Ultima edizione | Archivio giornali | Archivio tematico | Archivio video

CNR: Alamanacco della Scienza

Archivio

N. 13 - 1 lug 2020
ISSN 2037-4801

Recensioni

La strada smarrita dello sviluppo italiano
Saggi

La strada smarrita dello sviluppo italiano

Tra il 1861 e il 1871 sette diversi regni erano confluiti nello Stato italiano, che riuniva in sé fortissime disuguaglianze non solo sul piano geografico e del territorio, ma anche a livello culturale e del reddito. L'aspettativa di vita si aggirava intorno ai trent'anni e la maggior parte degli italiani non riceveva più di un anno di istruzione formale, oltre a doversi adattare a un'esistenza condotta sotto la soglia di povertà. Nel 2007, un secolo e mezzo dopo, il Pil pro capite è circa dodici volte maggiore, la vita media triplicata, le morti in culla non raggiungono i numeri esorbitanti della fine del XIX secolo, l'analfabetismo è sostanzialmente sradicato e la mobilità sociale ha livelli prima impensabili. Un processo di crescita straordinario cui hanno partecipato tutte le regioni e che ha fatto dell'“Italietta” dell'Ottocento - che non riusciva a capire se fosse la prima delle piccole potenze o l'ultima delle grandi - l'Italia in grado di garantire un reddito per abitante pari al Regno Unito. Quali fattori hanno reso possibile l'allineamento italiano dell'Italia con le maggiori potenze europee?

----------------

- [COSA FARAI]
- 1) Rispondi a queste domande sul testo sullo sviluppo italiano:
(a) In quale arco di anni sette diversi regni confluirono nello Stato italiano?
(b) Intorno a quanti anni si aggirava allora l'aspettativa di vita?
(c) Di quanto è maggiore il Pil pro capite nel 2007?
- 2) Elenca tutti i cambiamenti che il testo sullo sviluppo italiano riporta per il 2007.
Il materiale proviene da una fonte diversa.

- [MATERIALE FORNITO]
----------------

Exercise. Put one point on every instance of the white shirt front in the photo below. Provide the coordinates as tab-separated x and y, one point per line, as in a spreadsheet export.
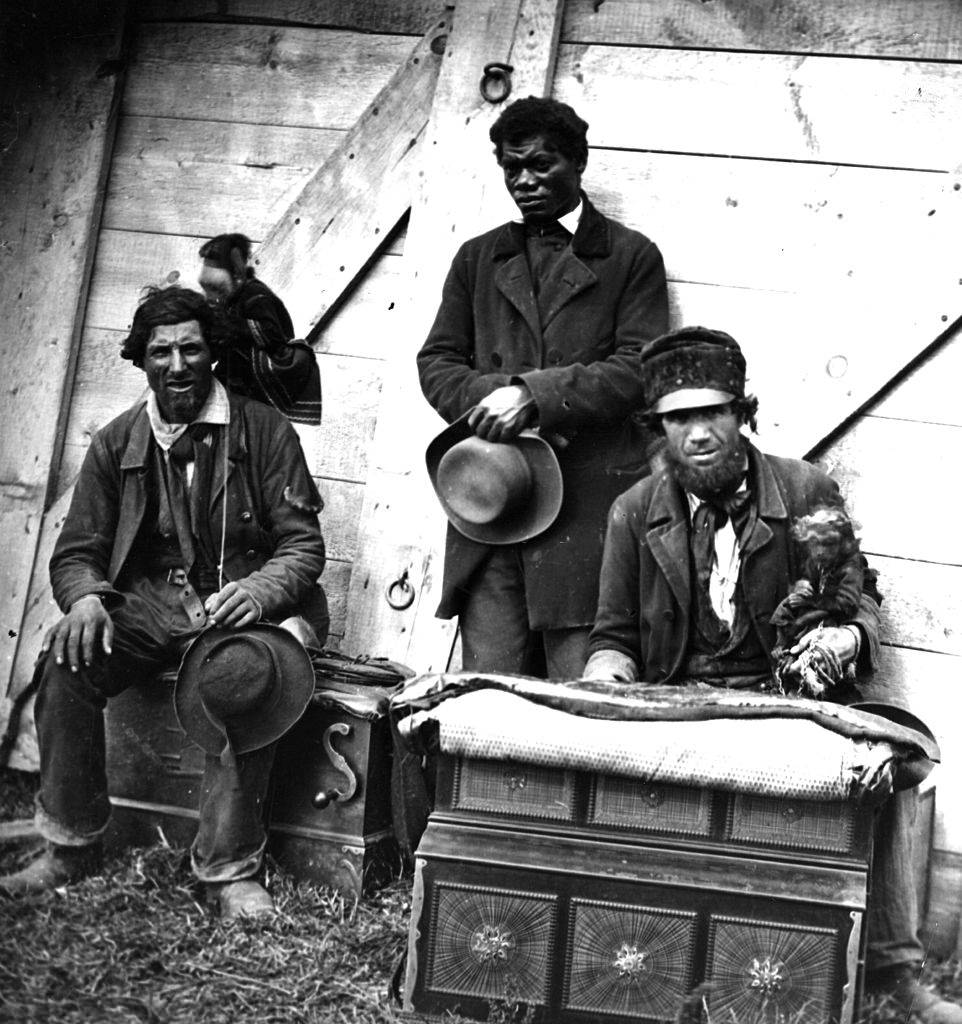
569	220
726	565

----------------

- [SOLUZIONI SVOLTE]
- 1)
(a) Tra il 1861 e il 1871.
(b) Intorno ai trent'anni.
(c) È circa dodici volte maggiore.

- 2)
- Il Pil pro capite è circa dodici volte maggiore.
- La vita media è triplicata.
- Le morti in culla non raggiungono i numeri esorbitanti della fine del XIX secolo.
- L'analfabetismo è sostanzialmente sradicato.
- La mobilità sociale ha livelli prima impensabili.